**Problem description**
Can you reproduce the records starting at the line with "target: sky" and ending at the line with "302 3 L 302", swapping "separate" for "distinct" and leaving everything else untouched?

**Data records**
## Start

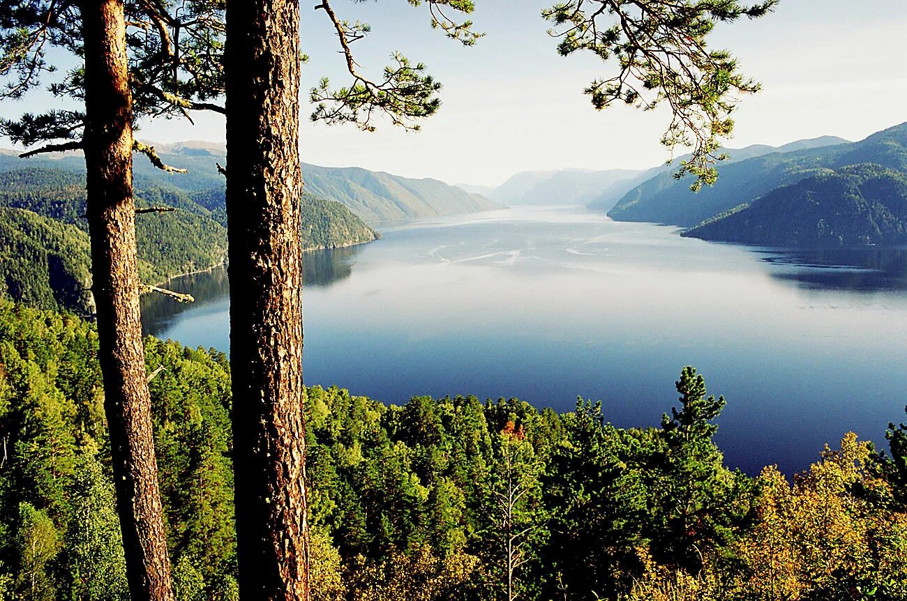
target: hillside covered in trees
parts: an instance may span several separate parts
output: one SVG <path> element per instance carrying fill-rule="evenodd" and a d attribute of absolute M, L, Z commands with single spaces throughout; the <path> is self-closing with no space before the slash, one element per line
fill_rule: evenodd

## End
## Start

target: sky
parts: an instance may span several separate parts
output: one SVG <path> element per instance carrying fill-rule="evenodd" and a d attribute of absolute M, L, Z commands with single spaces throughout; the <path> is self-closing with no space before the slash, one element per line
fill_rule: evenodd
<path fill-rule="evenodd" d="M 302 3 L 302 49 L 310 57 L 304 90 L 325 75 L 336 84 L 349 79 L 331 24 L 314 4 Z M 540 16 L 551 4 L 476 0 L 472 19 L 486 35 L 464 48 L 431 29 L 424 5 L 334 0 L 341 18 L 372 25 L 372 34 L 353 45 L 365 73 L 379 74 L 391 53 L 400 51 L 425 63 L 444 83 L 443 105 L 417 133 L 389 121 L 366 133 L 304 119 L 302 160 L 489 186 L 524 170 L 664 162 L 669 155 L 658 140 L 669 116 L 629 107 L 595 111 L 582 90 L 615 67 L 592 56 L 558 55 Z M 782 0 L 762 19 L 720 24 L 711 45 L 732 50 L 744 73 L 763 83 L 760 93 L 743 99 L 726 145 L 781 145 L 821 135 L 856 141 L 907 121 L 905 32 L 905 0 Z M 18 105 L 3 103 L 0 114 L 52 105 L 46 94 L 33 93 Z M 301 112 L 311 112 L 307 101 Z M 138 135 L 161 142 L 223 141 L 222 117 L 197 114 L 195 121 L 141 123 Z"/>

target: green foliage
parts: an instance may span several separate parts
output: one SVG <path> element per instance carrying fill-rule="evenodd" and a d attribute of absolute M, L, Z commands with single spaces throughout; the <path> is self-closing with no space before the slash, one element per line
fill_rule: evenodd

## End

**Task solution**
target: sky
parts: an instance may span several distinct parts
output: one SVG <path> element per instance carrying fill-rule="evenodd" and a d attribute of absolute M, L, Z commands with single spaces throughout; the <path> is self-closing with no space before the slash, one element per line
fill_rule: evenodd
<path fill-rule="evenodd" d="M 302 3 L 302 49 L 310 57 L 304 90 L 325 75 L 336 84 L 349 79 L 331 24 L 314 4 Z M 540 16 L 551 4 L 476 0 L 472 19 L 486 35 L 464 48 L 431 29 L 424 5 L 334 0 L 341 18 L 372 25 L 372 34 L 353 45 L 365 73 L 379 74 L 391 53 L 400 51 L 425 63 L 444 83 L 443 105 L 417 133 L 389 121 L 366 133 L 304 119 L 302 160 L 489 186 L 524 170 L 664 162 L 669 155 L 658 140 L 669 116 L 629 107 L 595 111 L 582 90 L 615 67 L 592 56 L 558 55 Z M 782 0 L 762 19 L 720 24 L 711 45 L 732 50 L 744 73 L 763 83 L 760 93 L 743 99 L 726 145 L 781 145 L 821 135 L 856 141 L 907 121 L 905 32 L 905 0 Z M 18 105 L 3 103 L 0 114 L 52 105 L 46 94 L 33 93 Z M 301 112 L 311 112 L 307 101 Z M 138 135 L 161 142 L 223 141 L 222 117 L 197 114 L 195 121 L 141 123 Z"/>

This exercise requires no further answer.